- _Text shown_:
== == ==

When short-wavelength SAR is used to observe vegetation, the POA mainly reflects the orientation of scatterers within the canopy due to the limited penetration. In the case of long-wavelength SAR data, the POA represents both vegetation and ground orientations. Typically, the randomness associated with canopy scatterer orientations is high, resulting in significant variations in POA from pixel to pixel. Conversely, orthogonal buildings often exhibit regular arrangements, leading to approximate POAs among neighborhood pixels. This contrast allows for a better distinction between buildings and forests. In addition, the HA can also describe the distribution of scatterers, providing valuable information for separating buildings from forests. Drawing inspiration from the concept of POA randomness [40], we defined the POA variance and HA variance as follows:

(1)

Compute the POA $\theta$ and HA $\phi$ for the entire PolSAR image:

$$\theta =\frac{1}{2}atan\left(\frac{2Re\left(T_{23}\right)}{T_{22}-T_{33}}\right)\hspace{1em}\phi =\frac{1}{2}atan\left(\frac{2Im\left(T_{23}\right)}{T_{22}-T_{33}}\right)$$

(8)

where $Re\left(T_{23}\right)$ and $Im\left(T_{23}\right)$ denote real and imagenary parts of $T_{23}$. Then, labels are assigned from 1 to 10 based on the values of the POA and HA, as illustrated in Figure 1a. In this study, the decision to divide the orientation angles into 10 parts is driven by the objective of preventing targets with similar orientations from being classified into different categories.

(2)

To calculate the POA variance $S_{POA}$ and HA variance $S_{HA}$ for each pixel, the following formula can be used:

$$\begin{array}{l}{S}_{POA}=\frac{{\displaystyle {\sum }_{i=1}^{M\ast N}{({\vartheta }_i-\overline{\vartheta })}^2}}{M\ast N}\\ S_{HA}=\frac{{{\displaystyle {\sum }_{i=1}^{M\ast N}({\psi }_i-\overline{\psi })}}^2}{M\ast N}\end{array}$$

(9)

where ${\vartheta }_i$ and ${\psi }_i$ represent the label of the POA and the label of the HA, respectively. $\overline{\vartheta }$ and $\overline{\psi }$ are the labels of the central pixel. $M\ast N$ denotes the number of window sizes used to calculate the variance, as illustrated by Figure 1b.

2.3. Classification Method

To perform the classification, we first employ the Freeman–Durden decomposition and reflection symmetry algorithms [35], as described in Section 2.1, to obtain the surface, double-bounce, and volume scattering powers. Following that, the POA variance and HA variance are calculated using the method outlined in Section 2.2. Finally, the random forest method is applied to each image to derive the final classification result [41,42].

To train the random forest model, we selected 1% of all pixels and ensured that these sample pixels covered all land cover types. In addition, the number of decision trees was set to 100 in this study, and the feature importance was evaluated with the Gini coefficient [41,42]. To better evaluate the performance of the proposed parameters, three feature sets were used for classification {P_s, P_d, and P_v}, {P_s, P_d, P_v, and POA randomness [40]}, and {P_s, P_d, P_v, POA, and HA variances}. A detailed flowchart of the proposed method for land cover classification is shown in Figure 2.

== == ==

- _Record extracts_:
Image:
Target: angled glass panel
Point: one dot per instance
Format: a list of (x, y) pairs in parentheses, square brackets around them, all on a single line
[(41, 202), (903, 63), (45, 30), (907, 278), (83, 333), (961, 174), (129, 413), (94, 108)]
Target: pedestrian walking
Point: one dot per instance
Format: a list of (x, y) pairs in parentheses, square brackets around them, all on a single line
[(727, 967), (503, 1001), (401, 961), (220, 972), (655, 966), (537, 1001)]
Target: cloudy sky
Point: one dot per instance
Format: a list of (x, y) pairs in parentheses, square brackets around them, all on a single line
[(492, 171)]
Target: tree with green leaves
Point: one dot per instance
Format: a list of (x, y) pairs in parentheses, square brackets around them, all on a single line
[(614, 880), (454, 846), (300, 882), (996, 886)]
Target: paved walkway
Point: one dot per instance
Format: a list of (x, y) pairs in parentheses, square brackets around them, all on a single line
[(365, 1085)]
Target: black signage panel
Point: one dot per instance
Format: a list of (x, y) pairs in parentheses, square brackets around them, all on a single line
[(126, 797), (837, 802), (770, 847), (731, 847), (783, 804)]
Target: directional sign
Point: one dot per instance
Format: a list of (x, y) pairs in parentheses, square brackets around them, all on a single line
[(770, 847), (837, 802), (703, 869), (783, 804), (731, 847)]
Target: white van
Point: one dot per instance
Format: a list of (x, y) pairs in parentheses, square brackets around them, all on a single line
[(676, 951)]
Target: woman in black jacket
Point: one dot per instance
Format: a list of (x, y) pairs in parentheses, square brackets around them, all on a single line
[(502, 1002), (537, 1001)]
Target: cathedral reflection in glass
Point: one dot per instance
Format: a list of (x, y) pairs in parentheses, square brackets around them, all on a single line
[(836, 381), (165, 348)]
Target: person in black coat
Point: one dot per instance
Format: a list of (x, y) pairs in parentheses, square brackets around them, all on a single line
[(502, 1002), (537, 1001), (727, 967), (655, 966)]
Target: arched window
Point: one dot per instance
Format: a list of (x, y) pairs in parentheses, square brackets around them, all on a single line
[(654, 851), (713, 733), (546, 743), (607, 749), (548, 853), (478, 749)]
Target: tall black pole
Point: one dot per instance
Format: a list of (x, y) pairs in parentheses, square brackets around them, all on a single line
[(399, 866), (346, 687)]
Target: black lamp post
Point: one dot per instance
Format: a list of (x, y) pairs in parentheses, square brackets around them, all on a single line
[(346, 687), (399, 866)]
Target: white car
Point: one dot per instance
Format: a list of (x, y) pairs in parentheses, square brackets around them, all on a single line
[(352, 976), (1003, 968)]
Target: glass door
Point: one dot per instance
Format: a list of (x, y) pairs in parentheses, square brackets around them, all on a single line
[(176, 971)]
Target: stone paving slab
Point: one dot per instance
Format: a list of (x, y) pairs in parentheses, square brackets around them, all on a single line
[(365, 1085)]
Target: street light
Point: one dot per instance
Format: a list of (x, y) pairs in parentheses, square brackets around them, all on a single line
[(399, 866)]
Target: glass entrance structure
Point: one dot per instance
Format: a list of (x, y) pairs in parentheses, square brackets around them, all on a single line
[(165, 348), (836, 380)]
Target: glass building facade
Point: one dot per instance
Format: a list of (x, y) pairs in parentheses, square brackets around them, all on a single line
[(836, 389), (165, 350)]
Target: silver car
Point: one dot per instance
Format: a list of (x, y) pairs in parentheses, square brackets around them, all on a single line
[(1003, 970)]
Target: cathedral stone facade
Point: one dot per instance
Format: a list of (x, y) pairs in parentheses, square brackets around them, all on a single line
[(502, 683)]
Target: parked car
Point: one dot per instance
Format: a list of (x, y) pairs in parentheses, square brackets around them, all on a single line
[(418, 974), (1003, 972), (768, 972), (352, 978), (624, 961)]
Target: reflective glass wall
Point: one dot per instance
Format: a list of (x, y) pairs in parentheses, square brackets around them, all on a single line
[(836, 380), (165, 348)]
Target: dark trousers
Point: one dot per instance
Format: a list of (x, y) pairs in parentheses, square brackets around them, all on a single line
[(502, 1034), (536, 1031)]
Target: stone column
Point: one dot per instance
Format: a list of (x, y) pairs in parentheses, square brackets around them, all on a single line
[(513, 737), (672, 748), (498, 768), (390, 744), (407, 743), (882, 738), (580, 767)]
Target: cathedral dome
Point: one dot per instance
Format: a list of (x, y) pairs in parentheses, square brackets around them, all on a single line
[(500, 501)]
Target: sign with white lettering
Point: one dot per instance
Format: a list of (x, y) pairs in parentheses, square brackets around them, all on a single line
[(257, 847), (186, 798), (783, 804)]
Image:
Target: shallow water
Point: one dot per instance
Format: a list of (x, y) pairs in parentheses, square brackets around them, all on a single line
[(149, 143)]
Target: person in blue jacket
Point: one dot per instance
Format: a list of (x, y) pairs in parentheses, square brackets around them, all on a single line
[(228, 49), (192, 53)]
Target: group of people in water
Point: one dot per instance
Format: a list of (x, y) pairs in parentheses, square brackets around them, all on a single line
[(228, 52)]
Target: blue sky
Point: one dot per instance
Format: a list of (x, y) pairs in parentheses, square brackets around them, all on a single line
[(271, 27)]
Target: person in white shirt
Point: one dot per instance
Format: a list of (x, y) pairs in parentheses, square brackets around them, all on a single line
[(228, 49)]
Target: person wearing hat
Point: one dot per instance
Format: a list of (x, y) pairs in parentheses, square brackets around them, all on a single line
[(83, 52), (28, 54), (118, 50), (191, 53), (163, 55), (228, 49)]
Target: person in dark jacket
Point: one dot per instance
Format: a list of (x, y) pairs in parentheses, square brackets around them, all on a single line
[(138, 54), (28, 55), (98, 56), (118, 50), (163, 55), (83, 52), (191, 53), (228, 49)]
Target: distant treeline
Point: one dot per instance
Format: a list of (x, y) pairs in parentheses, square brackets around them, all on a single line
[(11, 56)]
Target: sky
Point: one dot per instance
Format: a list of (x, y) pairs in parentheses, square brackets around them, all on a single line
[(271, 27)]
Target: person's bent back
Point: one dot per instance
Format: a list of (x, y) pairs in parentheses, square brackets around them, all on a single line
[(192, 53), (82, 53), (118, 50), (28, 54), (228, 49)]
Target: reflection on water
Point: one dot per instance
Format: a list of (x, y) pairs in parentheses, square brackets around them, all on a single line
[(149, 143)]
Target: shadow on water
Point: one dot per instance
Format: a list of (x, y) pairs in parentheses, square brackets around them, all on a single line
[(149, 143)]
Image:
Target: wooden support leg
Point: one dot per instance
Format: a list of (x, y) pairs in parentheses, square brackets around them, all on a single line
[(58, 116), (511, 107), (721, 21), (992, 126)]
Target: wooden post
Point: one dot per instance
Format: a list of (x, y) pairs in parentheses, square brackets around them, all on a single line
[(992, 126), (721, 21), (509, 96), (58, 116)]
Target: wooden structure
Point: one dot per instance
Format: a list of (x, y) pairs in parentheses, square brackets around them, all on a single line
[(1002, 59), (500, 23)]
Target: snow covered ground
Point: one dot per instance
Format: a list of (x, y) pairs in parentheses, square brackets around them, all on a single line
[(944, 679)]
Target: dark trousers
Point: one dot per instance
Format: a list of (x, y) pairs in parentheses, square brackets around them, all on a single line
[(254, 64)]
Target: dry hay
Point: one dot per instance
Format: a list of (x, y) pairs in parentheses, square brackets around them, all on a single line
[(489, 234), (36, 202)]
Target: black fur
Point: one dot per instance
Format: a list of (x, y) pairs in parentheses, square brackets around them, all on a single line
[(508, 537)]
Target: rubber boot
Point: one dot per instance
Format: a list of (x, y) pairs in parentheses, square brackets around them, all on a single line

== == ==

- _Instructions_:
1 - In the text on PolSAR land cover classification, how many decision trees were set for the random forest model?
2 - Continue the text on PolSAR land cover classification from the point where it ends.

- _Answer set_:
1 - 100

2 -
3. Study Areas and Datasets

To test the proposed method, we used three different PolSAR datasets. The first one was from the ALOS1 PALSAR at L-band, acquired over San Fernando Valley, California, USA. This image was collected on 8 June 2006 in the PLR mode. The second dataset, from the GaoFen-3 at C-band, was collected over Oakland, Virginia, USA. This image was acquired on 15 September 2017. The third dataset, from SAOCOM data at the L-band, was collected over Guangzhou, China. This image was acquired on 12 November 2022. All of these SAR images were acquired in Stripmap mode with full polarization. The coverage of these datasets is shown in Figure 3, and the corresponding parameters of all the PolSAR data used in this study are listed in

Table 1. Datasets over three different study areas.

Study Area	Dataset	Acquisition Date	Incidence Angle	Band	Pixel Spacing (Range × Azimuth) (m)	Image Size (km)
San Fernando Valley	ALOS1	8 June 2006	23.85°	L-	9.37 × 3.55	42 × 23
Oakland	GF-3	15 September 2017	21.22°	C-	2.25 × 5.37	17 × 10
Guangzhou	SAOCOM	12 November 2022	22.35°	L-	4.80 × 6.00	35 × 17

.

To assess the classification results derived by the proposed method, ground truth data of land cover type were employed, manually outlined against the optical map. In the San Fernando Valley test site, the predominant land cover types include forests, orthogonal buildings, and oriented buildings. These land types are well-suited for evaluating the effectiveness of the proposed method. The Oakland test site encompasses the same land cover types found in the San Fernando Valley test site, which provides a similar environment for evaluating the proposed method. Compared with the first two test areas, the third research area, located in Guangdong Province, China, covers more fragmented ground categories. Experiments using three PolSAR images covering targets with different characteristics can more strongly demonstrate the role of the proposed parameters in land-cover classification.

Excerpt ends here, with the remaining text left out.